=== WORK ORDER ===
Exact wording is required for every entry; transcribe all of them and leave the images out.

=== TASK MATERIAL ===
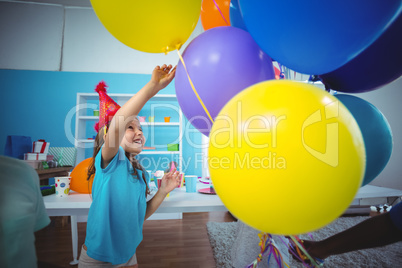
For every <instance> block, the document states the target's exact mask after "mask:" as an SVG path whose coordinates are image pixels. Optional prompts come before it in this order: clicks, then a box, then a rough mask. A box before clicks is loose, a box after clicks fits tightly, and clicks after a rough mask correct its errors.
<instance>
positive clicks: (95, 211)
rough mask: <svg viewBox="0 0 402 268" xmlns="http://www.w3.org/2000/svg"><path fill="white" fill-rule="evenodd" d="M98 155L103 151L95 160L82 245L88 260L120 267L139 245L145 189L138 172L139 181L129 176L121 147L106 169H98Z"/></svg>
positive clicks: (140, 172) (143, 208)
mask: <svg viewBox="0 0 402 268" xmlns="http://www.w3.org/2000/svg"><path fill="white" fill-rule="evenodd" d="M101 153H102V149H101V150H100V151H99V153H98V154H97V156H96V157H95V168H96V172H95V178H94V182H93V185H92V204H91V207H90V209H89V213H88V223H87V234H86V239H85V245H86V246H87V248H88V250H87V254H88V256H89V257H91V258H93V259H95V260H99V261H104V262H110V263H112V264H121V263H125V262H127V261H128V260H129V259H130V258H131V257H132V256H133V255H134V254H135V251H136V249H137V247H138V245H139V244H140V242H141V241H142V226H143V223H144V219H145V211H146V206H147V205H146V196H145V190H146V186H145V182H144V180H143V179H142V172H141V171H140V170H137V172H138V177H137V176H134V175H132V174H133V171H134V170H133V167H132V165H131V163H130V161H129V160H128V159H127V157H126V156H125V152H124V150H123V148H122V147H120V148H119V151H118V153H117V154H116V155H115V157H114V158H113V159H112V161H111V162H110V163H109V165H108V166H107V167H106V168H105V169H102V168H101ZM147 180H149V178H147ZM147 183H148V181H147Z"/></svg>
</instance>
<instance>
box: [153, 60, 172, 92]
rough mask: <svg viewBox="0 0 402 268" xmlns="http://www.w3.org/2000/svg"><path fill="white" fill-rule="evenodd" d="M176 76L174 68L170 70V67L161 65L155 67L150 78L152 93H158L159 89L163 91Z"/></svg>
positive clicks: (170, 64)
mask: <svg viewBox="0 0 402 268" xmlns="http://www.w3.org/2000/svg"><path fill="white" fill-rule="evenodd" d="M175 74H176V66H175V67H174V68H173V69H172V65H171V64H169V66H166V64H163V65H162V67H160V66H159V65H158V66H156V67H155V69H154V70H153V72H152V77H151V81H150V83H151V84H152V85H153V87H154V91H155V92H154V93H155V94H156V93H158V92H159V91H160V90H161V89H164V88H165V87H166V86H167V85H169V83H170V82H172V80H173V78H174V76H175Z"/></svg>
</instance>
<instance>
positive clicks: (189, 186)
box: [185, 175, 198, 193]
mask: <svg viewBox="0 0 402 268" xmlns="http://www.w3.org/2000/svg"><path fill="white" fill-rule="evenodd" d="M185 178H186V192H187V193H195V192H197V181H198V177H197V176H195V175H187V176H186V177H185Z"/></svg>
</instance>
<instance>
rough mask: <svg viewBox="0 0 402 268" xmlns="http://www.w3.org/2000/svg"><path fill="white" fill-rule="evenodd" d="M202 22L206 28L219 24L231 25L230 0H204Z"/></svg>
mask: <svg viewBox="0 0 402 268" xmlns="http://www.w3.org/2000/svg"><path fill="white" fill-rule="evenodd" d="M215 3H216V4H215ZM221 13H222V14H223V17H222V14H221ZM201 23H202V27H203V28H204V30H208V29H211V28H214V27H219V26H230V0H203V1H202V4H201Z"/></svg>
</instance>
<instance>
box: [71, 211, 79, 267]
mask: <svg viewBox="0 0 402 268" xmlns="http://www.w3.org/2000/svg"><path fill="white" fill-rule="evenodd" d="M71 239H72V244H73V258H74V259H73V261H72V262H70V265H77V264H78V259H77V255H78V230H77V215H71Z"/></svg>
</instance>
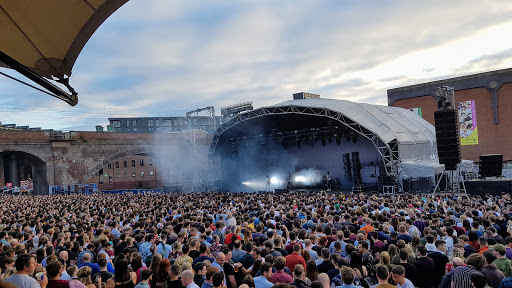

=== RESPONSE TO THE EXERCISE ===
For every <instance> block, the document states the target's exact mask after "mask:" as an SVG path whose coordinates are image pixels. Optional prompts come before it in this order: clicks, then a box, then a rough mask. A box before clicks is loose, a box after clicks fits tightly, and clicks after a rough mask correct its errors.
<instance>
positive clicks: (95, 211)
rough mask: <svg viewBox="0 0 402 268" xmlns="http://www.w3.org/2000/svg"><path fill="white" fill-rule="evenodd" d="M98 155L103 151L95 160L82 245L88 260L120 267L139 245L145 189L138 172L139 181L129 176L121 147L106 169H98Z"/></svg>
positive clicks: (140, 172) (143, 208)
mask: <svg viewBox="0 0 402 268" xmlns="http://www.w3.org/2000/svg"><path fill="white" fill-rule="evenodd" d="M101 153H102V149H101V150H100V151H99V153H98V154H97V156H96V157H95V168H96V172H95V178H94V182H93V185H92V204H91V207H90V209H89V213H88V223H87V234H86V239H85V245H86V246H87V248H88V250H87V254H88V256H89V257H91V258H93V259H95V260H99V261H104V262H110V263H112V264H121V263H125V262H127V261H128V260H129V259H130V258H131V257H132V256H133V255H134V254H135V251H136V249H137V247H138V245H139V244H140V242H141V241H142V226H143V223H144V219H145V211H146V206H147V205H146V196H145V190H146V186H145V182H144V180H143V179H142V172H141V171H140V170H137V172H138V177H137V176H134V175H132V174H133V171H134V170H133V167H132V165H131V163H130V161H129V160H128V159H127V157H126V156H125V152H124V150H123V148H122V147H120V148H119V151H118V153H117V154H116V155H115V157H114V158H113V159H112V161H111V162H110V163H109V165H108V166H107V167H106V168H105V169H102V168H101ZM147 180H149V178H147ZM147 183H148V181H147Z"/></svg>
</instance>
<instance>
box: [153, 60, 172, 92]
rough mask: <svg viewBox="0 0 402 268" xmlns="http://www.w3.org/2000/svg"><path fill="white" fill-rule="evenodd" d="M176 76L174 68L170 70V67L161 65L155 67L150 78L152 93H158L159 89L163 91Z"/></svg>
positive clicks: (170, 64)
mask: <svg viewBox="0 0 402 268" xmlns="http://www.w3.org/2000/svg"><path fill="white" fill-rule="evenodd" d="M175 74H176V66H175V67H174V68H173V69H172V65H171V64H169V66H166V64H163V65H162V67H160V66H159V65H158V66H156V67H155V69H154V70H153V72H152V77H151V81H150V83H151V84H152V85H153V87H154V91H155V92H154V93H155V94H156V93H158V92H159V91H160V90H161V89H164V88H165V87H166V86H167V85H169V83H170V82H172V80H173V78H174V76H175Z"/></svg>
</instance>
<instance>
positive clicks: (189, 186)
box: [185, 175, 198, 193]
mask: <svg viewBox="0 0 402 268" xmlns="http://www.w3.org/2000/svg"><path fill="white" fill-rule="evenodd" d="M185 178H186V192H187V193H195V192H197V181H198V177H197V176H195V175H187V176H186V177H185Z"/></svg>
</instance>
<instance>
rough mask: <svg viewBox="0 0 402 268" xmlns="http://www.w3.org/2000/svg"><path fill="white" fill-rule="evenodd" d="M202 22L206 28L219 24L231 25L230 0H204Z"/></svg>
mask: <svg viewBox="0 0 402 268" xmlns="http://www.w3.org/2000/svg"><path fill="white" fill-rule="evenodd" d="M215 3H216V4H215ZM221 13H222V14H223V17H222V14H221ZM201 23H202V27H203V28H204V30H208V29H211V28H214V27H219V26H230V0H203V1H202V4H201Z"/></svg>
</instance>
<instance>
box: [71, 211, 79, 267]
mask: <svg viewBox="0 0 402 268" xmlns="http://www.w3.org/2000/svg"><path fill="white" fill-rule="evenodd" d="M71 239H72V244H73V258H74V259H73V261H72V262H70V265H77V264H78V259H77V255H78V230H77V215H71Z"/></svg>
</instance>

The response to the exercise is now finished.